(EXERCISE AIM):
Rewrite these lines as a numbered list, dropping any blank lines and leaving the pictures out.

(Labeled region records):
* Start *
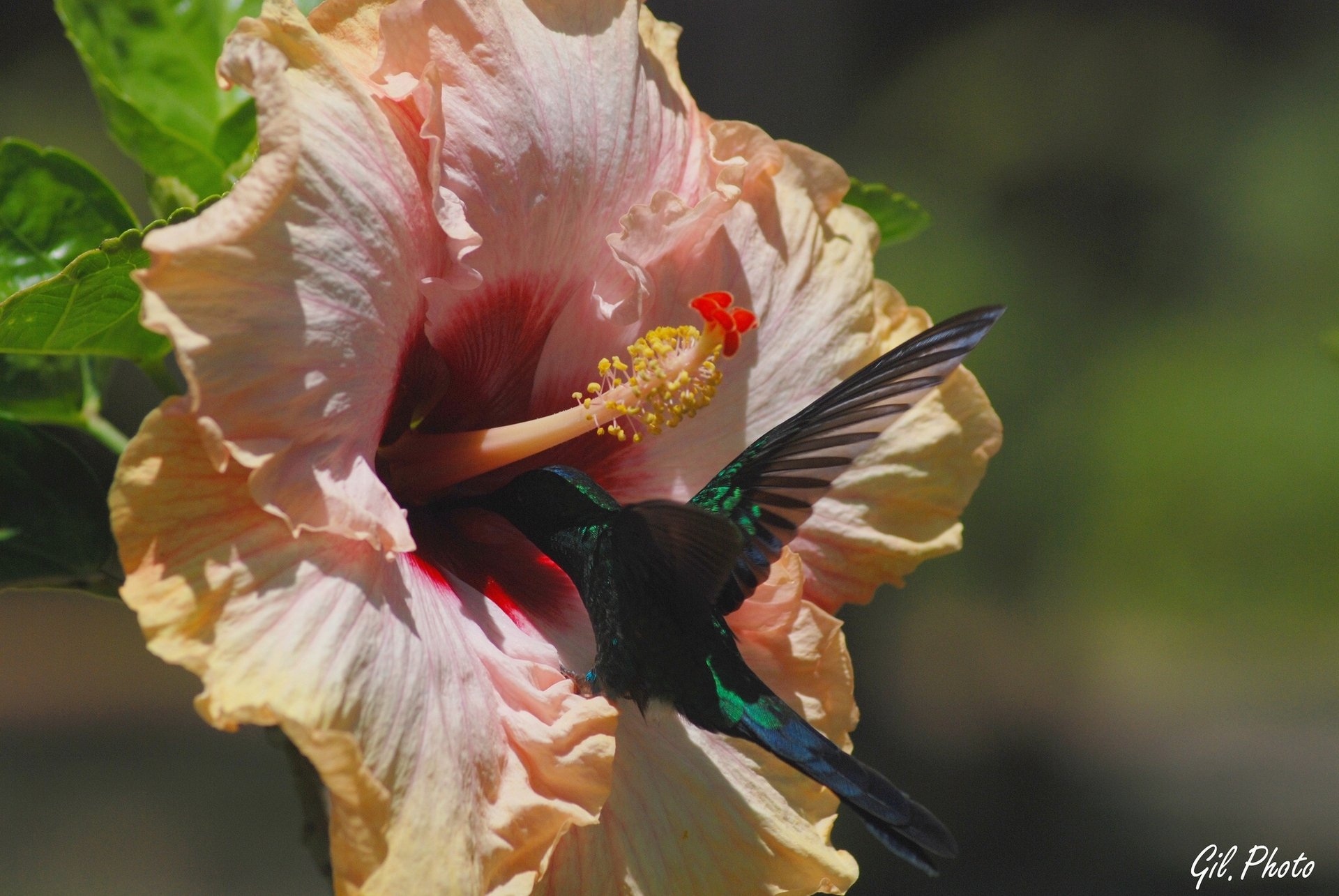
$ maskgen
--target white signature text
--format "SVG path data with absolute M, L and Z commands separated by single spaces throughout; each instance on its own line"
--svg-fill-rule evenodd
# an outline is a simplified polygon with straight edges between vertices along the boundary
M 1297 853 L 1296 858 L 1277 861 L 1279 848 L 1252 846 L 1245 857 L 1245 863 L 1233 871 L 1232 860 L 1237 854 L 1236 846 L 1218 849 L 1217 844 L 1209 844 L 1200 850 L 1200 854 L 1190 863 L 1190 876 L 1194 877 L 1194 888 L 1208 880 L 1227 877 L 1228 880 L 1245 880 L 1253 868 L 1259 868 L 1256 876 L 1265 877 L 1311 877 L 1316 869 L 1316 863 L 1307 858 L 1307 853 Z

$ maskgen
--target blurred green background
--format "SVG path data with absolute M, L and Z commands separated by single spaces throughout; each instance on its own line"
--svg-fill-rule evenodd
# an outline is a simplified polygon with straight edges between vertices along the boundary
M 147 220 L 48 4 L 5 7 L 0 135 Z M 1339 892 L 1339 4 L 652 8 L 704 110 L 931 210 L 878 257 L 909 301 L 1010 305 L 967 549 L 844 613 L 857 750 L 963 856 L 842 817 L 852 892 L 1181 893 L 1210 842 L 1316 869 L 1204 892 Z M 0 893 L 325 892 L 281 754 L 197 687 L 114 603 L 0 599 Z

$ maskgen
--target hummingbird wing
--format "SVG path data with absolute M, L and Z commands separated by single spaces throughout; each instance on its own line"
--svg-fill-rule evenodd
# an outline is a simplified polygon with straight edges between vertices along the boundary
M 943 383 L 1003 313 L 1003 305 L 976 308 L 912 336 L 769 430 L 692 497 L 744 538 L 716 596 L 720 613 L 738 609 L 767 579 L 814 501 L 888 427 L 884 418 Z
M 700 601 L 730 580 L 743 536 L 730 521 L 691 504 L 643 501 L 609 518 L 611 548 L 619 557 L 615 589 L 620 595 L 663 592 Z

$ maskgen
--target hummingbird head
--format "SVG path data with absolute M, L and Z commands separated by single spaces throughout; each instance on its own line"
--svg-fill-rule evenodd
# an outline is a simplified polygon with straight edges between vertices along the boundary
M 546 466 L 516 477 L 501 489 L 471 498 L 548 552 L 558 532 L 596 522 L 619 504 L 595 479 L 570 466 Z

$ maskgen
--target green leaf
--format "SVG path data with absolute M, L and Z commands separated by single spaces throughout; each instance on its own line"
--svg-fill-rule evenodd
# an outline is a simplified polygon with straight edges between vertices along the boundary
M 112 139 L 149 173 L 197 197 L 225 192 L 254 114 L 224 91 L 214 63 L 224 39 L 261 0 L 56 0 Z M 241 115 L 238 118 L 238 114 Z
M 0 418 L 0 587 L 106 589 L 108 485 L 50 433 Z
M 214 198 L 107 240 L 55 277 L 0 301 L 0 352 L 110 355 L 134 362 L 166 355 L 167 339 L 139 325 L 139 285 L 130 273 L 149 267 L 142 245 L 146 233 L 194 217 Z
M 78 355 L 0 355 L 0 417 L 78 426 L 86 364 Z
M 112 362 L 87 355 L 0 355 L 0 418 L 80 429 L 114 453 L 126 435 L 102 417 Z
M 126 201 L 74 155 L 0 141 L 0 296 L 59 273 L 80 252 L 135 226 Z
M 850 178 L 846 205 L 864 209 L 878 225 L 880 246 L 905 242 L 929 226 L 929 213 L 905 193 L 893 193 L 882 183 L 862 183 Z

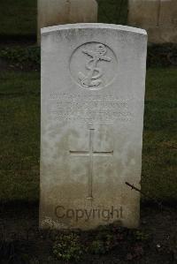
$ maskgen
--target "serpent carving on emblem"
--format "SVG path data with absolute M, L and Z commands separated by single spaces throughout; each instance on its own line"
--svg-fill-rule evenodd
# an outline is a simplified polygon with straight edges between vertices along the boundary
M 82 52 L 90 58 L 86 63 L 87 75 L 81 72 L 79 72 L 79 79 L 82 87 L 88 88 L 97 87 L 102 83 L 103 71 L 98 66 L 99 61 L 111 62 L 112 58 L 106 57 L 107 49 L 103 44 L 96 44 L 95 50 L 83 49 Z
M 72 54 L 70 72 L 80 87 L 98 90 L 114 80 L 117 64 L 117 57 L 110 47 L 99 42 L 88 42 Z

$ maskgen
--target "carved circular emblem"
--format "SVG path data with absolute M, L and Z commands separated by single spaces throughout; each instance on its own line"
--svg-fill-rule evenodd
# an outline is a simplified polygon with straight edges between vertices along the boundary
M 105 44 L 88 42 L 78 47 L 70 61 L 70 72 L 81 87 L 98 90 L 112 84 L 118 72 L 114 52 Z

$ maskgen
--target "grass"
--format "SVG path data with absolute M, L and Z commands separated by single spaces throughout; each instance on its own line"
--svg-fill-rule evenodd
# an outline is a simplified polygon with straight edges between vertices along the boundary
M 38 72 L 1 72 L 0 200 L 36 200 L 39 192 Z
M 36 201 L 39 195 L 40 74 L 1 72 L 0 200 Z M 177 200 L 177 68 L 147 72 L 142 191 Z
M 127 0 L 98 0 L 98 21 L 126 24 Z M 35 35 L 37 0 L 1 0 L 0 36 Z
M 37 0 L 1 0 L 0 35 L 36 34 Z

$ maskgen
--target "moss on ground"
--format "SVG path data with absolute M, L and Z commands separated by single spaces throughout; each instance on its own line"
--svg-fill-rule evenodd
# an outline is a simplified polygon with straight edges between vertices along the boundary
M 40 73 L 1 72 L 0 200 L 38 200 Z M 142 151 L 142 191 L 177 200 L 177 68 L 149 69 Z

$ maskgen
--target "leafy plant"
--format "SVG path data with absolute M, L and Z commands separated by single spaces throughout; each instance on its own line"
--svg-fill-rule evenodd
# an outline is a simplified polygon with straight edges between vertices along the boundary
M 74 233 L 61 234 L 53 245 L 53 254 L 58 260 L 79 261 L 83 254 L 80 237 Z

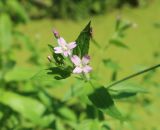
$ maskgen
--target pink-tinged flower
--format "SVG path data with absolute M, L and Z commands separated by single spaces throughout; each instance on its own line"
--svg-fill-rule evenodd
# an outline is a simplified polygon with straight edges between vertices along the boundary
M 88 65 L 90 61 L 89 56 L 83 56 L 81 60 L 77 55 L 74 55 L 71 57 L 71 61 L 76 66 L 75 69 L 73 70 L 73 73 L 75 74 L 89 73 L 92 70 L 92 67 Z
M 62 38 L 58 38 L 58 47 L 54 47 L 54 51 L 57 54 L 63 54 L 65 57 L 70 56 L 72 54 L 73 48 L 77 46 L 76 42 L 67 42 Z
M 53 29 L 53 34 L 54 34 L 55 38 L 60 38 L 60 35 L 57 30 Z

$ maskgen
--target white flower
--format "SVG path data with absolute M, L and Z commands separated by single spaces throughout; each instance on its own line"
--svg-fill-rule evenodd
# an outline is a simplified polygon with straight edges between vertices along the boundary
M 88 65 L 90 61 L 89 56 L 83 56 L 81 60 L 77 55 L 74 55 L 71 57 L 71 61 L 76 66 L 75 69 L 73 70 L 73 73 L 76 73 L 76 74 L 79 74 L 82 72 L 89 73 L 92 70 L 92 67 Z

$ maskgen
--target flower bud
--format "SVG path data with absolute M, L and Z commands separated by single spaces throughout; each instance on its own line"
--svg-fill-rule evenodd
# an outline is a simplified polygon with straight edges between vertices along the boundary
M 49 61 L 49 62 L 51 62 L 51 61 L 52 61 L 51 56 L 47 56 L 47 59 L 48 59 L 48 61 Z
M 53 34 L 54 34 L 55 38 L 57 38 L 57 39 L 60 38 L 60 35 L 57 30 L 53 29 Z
* End *
(TASK ANSWER):
1. $ maskgen
2. --target white signature text
3. --format "SVG path data with absolute M, L and Z commands separated by single spaces throughout; each instance on its own line"
4. --svg-fill-rule evenodd
5. # an outline is a simplified polygon with straight edges between vertices along the boundary
6. M 1297 853 L 1296 858 L 1277 861 L 1279 848 L 1252 846 L 1245 857 L 1245 863 L 1233 871 L 1232 860 L 1237 854 L 1236 846 L 1218 849 L 1217 844 L 1209 844 L 1200 850 L 1200 854 L 1190 863 L 1190 876 L 1194 877 L 1194 888 L 1208 880 L 1227 877 L 1228 880 L 1245 880 L 1253 868 L 1259 868 L 1256 876 L 1265 877 L 1311 877 L 1316 869 L 1316 863 L 1307 858 L 1307 853 Z
7. $ maskgen
8. --target blurred green background
9. --format "SVG path data with absolute M, L and Z commands separated by single spaces throughout; each instance on its own line"
10. --svg-fill-rule evenodd
11. # an outline is a simplified polygon with straight edges between vertices along the boundary
12. M 147 220 L 48 4 L 5 7 L 0 135 Z M 1339 892 L 1339 4 L 652 8 L 704 110 L 931 210 L 878 257 L 909 301 L 1010 305 L 967 549 L 844 613 L 857 750 L 963 856 L 842 817 L 852 892 L 1181 893 L 1210 842 L 1316 869 L 1204 892 Z M 0 893 L 325 892 L 281 754 L 197 687 L 114 603 L 0 599 Z
13. $ maskgen
14. --target hummingbird wing
15. --format "SVG path data with absolute M, L and Z commands separated by single spaces throughout; each instance on its own line"
16. --svg-fill-rule evenodd
17. # an outline is a simplified polygon with straight edges between vertices along the boundary
18. M 943 383 L 1003 313 L 1003 305 L 976 308 L 912 336 L 769 430 L 692 497 L 744 538 L 716 596 L 720 613 L 738 609 L 767 579 L 814 501 L 888 427 L 884 418 Z
19. M 700 601 L 730 580 L 743 536 L 730 521 L 691 504 L 643 501 L 609 518 L 611 548 L 619 557 L 615 589 L 620 595 L 663 592 Z
20. $ maskgen
21. --target hummingbird head
22. --format "SVG path data with absolute M, L and Z commands separated by single spaces throughout; each instance on its own line"
23. --svg-fill-rule evenodd
24. # an outline is a simplified polygon with straight edges between vertices along the boundary
25. M 546 466 L 516 477 L 501 489 L 471 498 L 548 552 L 558 532 L 596 522 L 619 504 L 595 479 L 570 466 Z
26. $ maskgen
27. --target green leaf
28. --format "SVG path data with absolute M, L and Z commands separated by single spaces throughout; each instance on its own line"
29. --svg-fill-rule evenodd
30. # an outline is a simplified polygon with straight edges between vertices along the boundary
31. M 112 139 L 149 173 L 197 197 L 225 192 L 254 114 L 224 91 L 214 63 L 224 39 L 261 0 L 56 0 Z M 241 115 L 238 118 L 238 114 Z
32. M 0 418 L 0 587 L 106 589 L 108 485 L 50 433 Z
33. M 214 198 L 107 240 L 55 277 L 0 301 L 0 352 L 110 355 L 134 362 L 166 355 L 167 339 L 139 325 L 139 285 L 130 273 L 149 267 L 142 245 L 146 233 L 194 217 Z
34. M 78 355 L 0 355 L 0 417 L 78 426 L 86 364 Z
35. M 112 362 L 87 355 L 0 355 L 0 418 L 80 429 L 114 453 L 126 435 L 102 417 Z
36. M 126 201 L 74 155 L 0 141 L 0 296 L 59 273 L 80 252 L 135 226 Z
37. M 850 178 L 846 205 L 864 209 L 878 225 L 880 246 L 905 242 L 929 226 L 929 213 L 905 193 L 893 193 L 882 183 L 862 183 Z
38. $ maskgen
39. --target "serpent carving on emblem"
40. --format "SVG path data with absolute M, L and Z commands separated by single spaces throughout; each instance on its own line"
41. --svg-fill-rule evenodd
42. # an outline is a simplified polygon with straight edges between vertices along the boundary
43. M 82 52 L 90 58 L 86 63 L 87 75 L 81 72 L 79 72 L 79 79 L 82 87 L 88 88 L 97 87 L 102 83 L 103 71 L 98 66 L 99 61 L 111 62 L 112 58 L 106 57 L 107 49 L 103 44 L 96 44 L 95 50 L 83 49 Z
44. M 72 54 L 70 72 L 80 87 L 98 90 L 114 80 L 117 64 L 117 57 L 110 47 L 99 42 L 88 42 Z
45. $ maskgen
46. --target "carved circular emblem"
47. --format "SVG path data with absolute M, L and Z commands separated by single spaces throughout; each instance on its own line"
48. --svg-fill-rule evenodd
49. # an outline is a simplified polygon with straight edges between vertices along the boundary
50. M 105 44 L 88 42 L 78 47 L 70 61 L 70 72 L 81 87 L 98 90 L 112 84 L 118 72 L 114 52 Z
51. $ maskgen
52. --target "grass"
53. --format "SVG path data with absolute M, L and Z commands separated by single spaces throughout; each instance on its own line"
54. --svg-fill-rule evenodd
55. # an outline is a simplified polygon with straight edges between vertices along the boundary
56. M 38 72 L 1 72 L 0 200 L 36 200 L 39 192 Z
57. M 36 201 L 39 195 L 40 74 L 1 72 L 0 200 Z M 177 200 L 177 68 L 147 72 L 142 191 Z
58. M 127 0 L 98 0 L 98 21 L 126 24 Z M 35 35 L 37 0 L 1 0 L 0 36 Z
59. M 37 0 L 1 0 L 0 35 L 36 34 Z
60. $ maskgen
61. --target "moss on ground"
62. --format "SVG path data with absolute M, L and Z commands separated by single spaces throughout; each instance on its own line"
63. --svg-fill-rule evenodd
64. # an outline is a simplified polygon with straight edges between vertices along the boundary
65. M 40 73 L 1 72 L 0 200 L 38 200 Z M 142 151 L 142 191 L 177 200 L 177 68 L 149 69 Z
66. $ maskgen
67. --target "leafy plant"
68. --format "SVG path data with absolute M, L and Z commands separated by single spaces throughout; each instance on its own line"
69. --svg-fill-rule evenodd
70. # an outline is a simplified polygon with straight edges between vertices along the boundary
71. M 74 233 L 61 234 L 53 245 L 53 254 L 58 260 L 79 261 L 83 254 L 80 237 Z
72. $ maskgen
73. --target pink-tinged flower
74. --format "SVG path data with absolute M, L and Z commands separated by single spaces throughout; each instance on its own line"
75. --svg-fill-rule evenodd
76. # an outline is a simplified polygon with straight edges between vertices along the boundary
77. M 88 65 L 90 61 L 89 56 L 83 56 L 81 60 L 77 55 L 74 55 L 71 57 L 71 61 L 76 66 L 75 69 L 73 70 L 73 73 L 75 74 L 89 73 L 92 70 L 92 67 Z
78. M 62 38 L 58 38 L 58 47 L 54 47 L 54 51 L 57 54 L 63 54 L 65 57 L 70 56 L 72 54 L 73 48 L 77 46 L 76 42 L 67 42 Z
79. M 53 29 L 53 34 L 54 34 L 55 38 L 60 38 L 60 35 L 57 30 Z
80. $ maskgen
81. --target white flower
82. --format "SVG path data with absolute M, L and Z commands separated by single spaces throughout; each instance on its own line"
83. --svg-fill-rule evenodd
84. # an outline is a simplified polygon with straight edges between vertices along the boundary
85. M 88 65 L 90 61 L 89 56 L 83 56 L 81 60 L 77 55 L 74 55 L 71 57 L 71 61 L 76 66 L 75 69 L 73 70 L 73 73 L 76 73 L 76 74 L 79 74 L 82 72 L 89 73 L 92 70 L 92 67 Z
86. $ maskgen
87. --target flower bud
88. --format "SVG path data with absolute M, L and Z commands separated by single spaces throughout; each instance on its own line"
89. --svg-fill-rule evenodd
90. # an outline is a simplified polygon with straight edges between vertices along the boundary
91. M 49 61 L 49 62 L 51 62 L 51 61 L 52 61 L 51 56 L 47 56 L 47 59 L 48 59 L 48 61 Z
92. M 53 34 L 54 34 L 55 38 L 57 38 L 57 39 L 60 38 L 60 35 L 57 30 L 53 29 Z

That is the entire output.